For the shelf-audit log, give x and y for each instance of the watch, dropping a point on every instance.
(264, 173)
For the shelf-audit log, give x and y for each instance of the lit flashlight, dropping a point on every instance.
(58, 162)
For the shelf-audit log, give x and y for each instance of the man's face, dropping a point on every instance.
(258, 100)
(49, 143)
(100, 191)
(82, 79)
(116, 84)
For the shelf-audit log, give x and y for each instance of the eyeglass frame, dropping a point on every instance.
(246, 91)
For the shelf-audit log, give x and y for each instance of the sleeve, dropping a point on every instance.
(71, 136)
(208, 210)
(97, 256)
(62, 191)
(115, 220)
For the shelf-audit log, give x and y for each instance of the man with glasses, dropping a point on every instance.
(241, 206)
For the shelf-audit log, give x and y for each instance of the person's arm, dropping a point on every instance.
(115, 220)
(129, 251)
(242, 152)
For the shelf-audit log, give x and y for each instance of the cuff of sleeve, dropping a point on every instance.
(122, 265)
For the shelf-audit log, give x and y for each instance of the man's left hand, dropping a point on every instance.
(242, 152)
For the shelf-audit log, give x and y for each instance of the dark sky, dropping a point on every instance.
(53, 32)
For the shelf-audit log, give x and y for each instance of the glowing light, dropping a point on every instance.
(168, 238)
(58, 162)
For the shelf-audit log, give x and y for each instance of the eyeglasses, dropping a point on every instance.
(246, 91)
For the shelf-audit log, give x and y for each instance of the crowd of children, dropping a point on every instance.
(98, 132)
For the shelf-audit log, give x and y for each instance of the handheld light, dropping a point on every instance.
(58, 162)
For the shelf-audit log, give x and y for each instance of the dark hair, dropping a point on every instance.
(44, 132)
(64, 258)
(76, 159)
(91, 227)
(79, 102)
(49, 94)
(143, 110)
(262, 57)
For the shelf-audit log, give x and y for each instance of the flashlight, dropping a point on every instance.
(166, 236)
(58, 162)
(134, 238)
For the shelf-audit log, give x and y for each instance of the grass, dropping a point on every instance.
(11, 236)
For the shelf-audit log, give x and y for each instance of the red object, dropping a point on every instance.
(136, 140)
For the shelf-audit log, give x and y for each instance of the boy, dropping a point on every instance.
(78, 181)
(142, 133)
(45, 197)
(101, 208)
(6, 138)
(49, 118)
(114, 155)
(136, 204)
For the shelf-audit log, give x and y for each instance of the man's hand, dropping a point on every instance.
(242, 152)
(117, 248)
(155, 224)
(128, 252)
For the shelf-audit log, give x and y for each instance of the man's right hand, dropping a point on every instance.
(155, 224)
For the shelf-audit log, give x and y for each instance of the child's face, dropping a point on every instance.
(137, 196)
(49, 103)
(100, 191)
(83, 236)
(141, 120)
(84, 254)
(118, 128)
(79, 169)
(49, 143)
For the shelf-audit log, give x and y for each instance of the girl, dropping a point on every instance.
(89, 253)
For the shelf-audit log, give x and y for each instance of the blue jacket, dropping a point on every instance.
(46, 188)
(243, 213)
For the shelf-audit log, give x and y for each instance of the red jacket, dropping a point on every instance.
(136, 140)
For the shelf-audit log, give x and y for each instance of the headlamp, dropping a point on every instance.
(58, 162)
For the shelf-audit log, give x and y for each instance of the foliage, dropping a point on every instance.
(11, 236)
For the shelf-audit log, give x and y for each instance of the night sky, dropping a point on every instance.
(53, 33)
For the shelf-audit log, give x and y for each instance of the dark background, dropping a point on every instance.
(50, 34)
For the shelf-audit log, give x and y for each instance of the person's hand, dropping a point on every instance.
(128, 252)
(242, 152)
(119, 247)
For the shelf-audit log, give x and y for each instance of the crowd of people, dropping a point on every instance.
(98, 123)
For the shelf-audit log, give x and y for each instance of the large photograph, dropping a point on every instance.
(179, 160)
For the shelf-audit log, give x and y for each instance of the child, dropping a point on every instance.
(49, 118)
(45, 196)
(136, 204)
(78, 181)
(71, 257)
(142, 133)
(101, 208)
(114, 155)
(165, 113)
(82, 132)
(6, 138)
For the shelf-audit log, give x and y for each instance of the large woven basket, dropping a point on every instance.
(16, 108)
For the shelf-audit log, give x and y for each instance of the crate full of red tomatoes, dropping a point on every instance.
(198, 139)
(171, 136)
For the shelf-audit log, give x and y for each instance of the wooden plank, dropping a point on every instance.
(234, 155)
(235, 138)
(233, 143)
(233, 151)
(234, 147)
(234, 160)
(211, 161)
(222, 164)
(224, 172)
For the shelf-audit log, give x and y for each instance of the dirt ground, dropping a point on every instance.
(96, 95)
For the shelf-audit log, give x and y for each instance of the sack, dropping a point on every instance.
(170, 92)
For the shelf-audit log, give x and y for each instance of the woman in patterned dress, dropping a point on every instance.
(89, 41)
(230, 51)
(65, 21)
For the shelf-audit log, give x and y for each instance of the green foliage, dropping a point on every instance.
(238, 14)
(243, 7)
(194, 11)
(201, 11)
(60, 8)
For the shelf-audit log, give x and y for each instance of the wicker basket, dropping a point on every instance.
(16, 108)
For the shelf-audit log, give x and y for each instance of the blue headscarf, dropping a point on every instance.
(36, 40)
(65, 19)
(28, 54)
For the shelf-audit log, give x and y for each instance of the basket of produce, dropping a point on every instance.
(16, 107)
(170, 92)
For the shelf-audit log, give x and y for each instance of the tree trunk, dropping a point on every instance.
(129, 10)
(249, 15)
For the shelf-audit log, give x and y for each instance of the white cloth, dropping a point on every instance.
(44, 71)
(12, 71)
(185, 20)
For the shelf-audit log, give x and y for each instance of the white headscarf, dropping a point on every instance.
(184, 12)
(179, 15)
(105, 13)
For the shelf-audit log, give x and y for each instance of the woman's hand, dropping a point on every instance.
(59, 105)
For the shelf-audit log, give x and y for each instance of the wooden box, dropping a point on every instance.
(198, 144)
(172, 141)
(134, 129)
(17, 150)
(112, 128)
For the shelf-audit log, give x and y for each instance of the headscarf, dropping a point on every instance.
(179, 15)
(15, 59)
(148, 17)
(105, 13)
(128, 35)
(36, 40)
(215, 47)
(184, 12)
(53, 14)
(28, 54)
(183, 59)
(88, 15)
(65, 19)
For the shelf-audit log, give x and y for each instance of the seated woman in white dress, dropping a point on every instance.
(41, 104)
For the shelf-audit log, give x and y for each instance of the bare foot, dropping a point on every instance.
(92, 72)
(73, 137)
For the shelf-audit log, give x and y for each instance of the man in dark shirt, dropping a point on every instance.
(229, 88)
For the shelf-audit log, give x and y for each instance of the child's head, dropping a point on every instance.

※

§ **EXERCISE**
Copy every record exactly as presented.

§ **PROBLEM SOLUTION**
For the shelf-audit log, give x and y for each instance of the watch, dropping a point on every instance.
(264, 173)
For the shelf-audit log, give x and y for each instance of the lit flashlight, dropping a point on every instance.
(58, 162)
For the shelf-audit log, give x and y for each instance of the man's face, dropping a point on every instance.
(258, 100)
(49, 143)
(100, 191)
(82, 79)
(116, 84)
For the shelf-audit log, give x and y for each instance of the eyeglass frame, dropping a point on every instance.
(246, 91)
For the shelf-audit log, give x and y for each instance of the sleeve, dropping a point on every instance.
(71, 136)
(208, 210)
(97, 256)
(62, 191)
(115, 220)
For the shelf-audit log, give x and y for each instance of the man with glasses, dropping a point on every instance.
(241, 206)
For the shelf-audit log, give x and y for each instance of the person's arm, dropping a point on every instance.
(115, 220)
(129, 251)
(242, 152)
For the shelf-audit log, give x and y for each instance of the cuff of sleeve, dropping a point on every instance.
(122, 265)
For the shelf-audit log, give x and y for each instance of the man's left hand, dropping a point on every instance.
(242, 152)
For the shelf-audit log, give x and y for each instance of the dark sky, dropping a point on every instance.
(53, 32)
For the shelf-audit log, give x and y for each instance of the glowing light, dropping a point on every instance.
(168, 238)
(58, 162)
For the shelf-audit log, give x and y for each instance of the eyeglasses, dropping a point on every instance.
(246, 91)
For the shelf-audit log, give x and y for each instance of the crowd of children, dropping a point on every instance.
(98, 132)
For the shelf-audit log, give x and y for each instance of the handheld light, dropping a point on every instance.
(58, 162)
For the shelf-audit log, give x and y for each instance of the dark hair, dropping a point on every instance.
(44, 132)
(64, 258)
(76, 159)
(91, 227)
(79, 102)
(49, 94)
(143, 110)
(262, 57)
For the shelf-audit log, give x and y for each instance of the flashlight, dropping a point on every instance.
(166, 236)
(58, 162)
(134, 238)
For the shelf-audit log, give x and y for each instance of the grass, dropping a point on every instance.
(11, 236)
For the shelf-audit log, give x and y for each instance of the red object, dropping a point on every instance.
(136, 140)
For the shelf-audit log, give x and y for each instance of the boy, dropping a point on every instance.
(78, 181)
(142, 133)
(45, 197)
(101, 208)
(6, 138)
(49, 118)
(114, 155)
(136, 204)
For the shelf-audit log, give x and y for each instance of the man's hand, dropping a point on every instance.
(242, 152)
(117, 248)
(155, 224)
(128, 252)
For the shelf-audit log, give x and y for each instance of the man's right hand, dropping a point on every instance.
(155, 224)
For the shelf-audit log, give x and y for each instance of the child's face, dropping a point on every instance.
(137, 196)
(49, 103)
(100, 191)
(83, 236)
(141, 120)
(84, 254)
(118, 128)
(79, 169)
(49, 143)
For the shelf-audit log, give x and y for each instance of the girl, dropping a point on every instance.
(89, 253)
For the shelf-audit log, give x and y for each instance of the blue jacket, dropping a point on every instance.
(46, 188)
(243, 213)
For the shelf-audit log, give x and y for each instance of the red jacket, dropping a point on every instance.
(136, 140)
For the shelf-audit log, give x and y for each instance of the headlamp, dropping a point on every instance.
(58, 162)
For the shelf-audit log, give x and y for each instance of the foliage, dropping a point on every instance.
(11, 236)
For the shelf-audit log, give x and y for each instance of the night sky, dropping a point on every instance.
(53, 33)
For the shelf-audit log, give x and y for each instance of the dark background, dropping a point on every instance.
(50, 34)
For the shelf-audit log, give x and y for each instance of the person's hand, dropping a point on every instance.
(128, 252)
(242, 152)
(119, 247)
For the shelf-audit log, give x and y for each instance of the crowd of people, dropping a point on every instance.
(98, 123)
For the shelf-audit log, give x and y for each instance of the large photograph, dropping a point on every instance.
(179, 160)
For the shelf-audit log, give x and y for each instance of the child, dropping a point on every instance.
(49, 118)
(45, 196)
(136, 204)
(78, 181)
(71, 257)
(142, 133)
(101, 208)
(114, 155)
(165, 113)
(82, 132)
(6, 138)
For the shelf-audit log, give x and y for each instance of the large woven basket, dropping a point on every instance.
(16, 108)
For the shelf-audit log, give x and y for each instance of the crate full of red tomatoes, dropping a point on every instance.
(198, 139)
(171, 136)
For the shelf-audit log, give x and y for each instance of the wooden plank, dropping a point on every instance.
(234, 155)
(235, 138)
(233, 143)
(233, 151)
(234, 147)
(234, 160)
(211, 161)
(222, 164)
(224, 172)
For the shelf-audit log, give x and y for each instance of the dirt ground, dropping a point on every instance.
(96, 95)
For the shelf-audit log, give x and y for each instance of the sack, dropping a point on every instance.
(170, 92)
For the shelf-audit log, give x and y for each instance of the woman in patterned dress, dropping a point on every instance.
(89, 41)
(230, 51)
(65, 21)
For the shelf-audit log, give x and y for each instance of the green foliage, dropping a point on every instance.
(238, 14)
(243, 7)
(194, 11)
(201, 11)
(60, 8)
For the shelf-audit log, give x and y for each instance of the wicker basket, dropping a point on every instance.
(16, 108)
For the shelf-audit log, give x and y for each instance of the blue headscarf, dropping a point on every instance.
(36, 40)
(65, 19)
(28, 54)
For the shelf-audit log, give x and y for each instance of the basket of produce, dropping a point on every instance.
(16, 107)
(170, 92)
For the shelf-audit log, give x and y for each instance of the tree trunk, dropping a point on every instance.
(129, 10)
(249, 15)
For the shelf-audit log, give x and y for each instance of the white cloth, dropping a point on every instance.
(44, 71)
(12, 71)
(185, 20)
For the shelf-audit log, give x and y for each instance of the white headscarf, dropping a point on every instance.
(184, 12)
(179, 15)
(105, 13)
For the shelf-audit log, give x and y for each instance of the woman's hand, dropping a point on every instance.
(59, 105)
For the shelf-audit log, give x and y for each instance of the wooden box, dropping a point on every instance.
(198, 144)
(172, 141)
(134, 129)
(17, 150)
(112, 128)
For the shelf-audit log, give x and y for each instance of the headscarf, dropping a point on every instance.
(179, 15)
(15, 59)
(148, 17)
(105, 13)
(128, 35)
(36, 40)
(215, 47)
(184, 12)
(53, 14)
(28, 54)
(183, 59)
(88, 15)
(65, 19)
For the shelf-audit log, give x and y for each instance of the seated woman in white dress, dropping a point on every instance.
(41, 104)
For the shelf-audit log, give x and y for each instance of the bare foot, dropping a point on every instance.
(92, 72)
(73, 137)
For the shelf-audit log, give x and y for each instance of the man in dark shirt, dropping a point on every instance.
(229, 88)
For the shelf-audit log, give x and y for each instance of the child's head, dropping a point on every instance.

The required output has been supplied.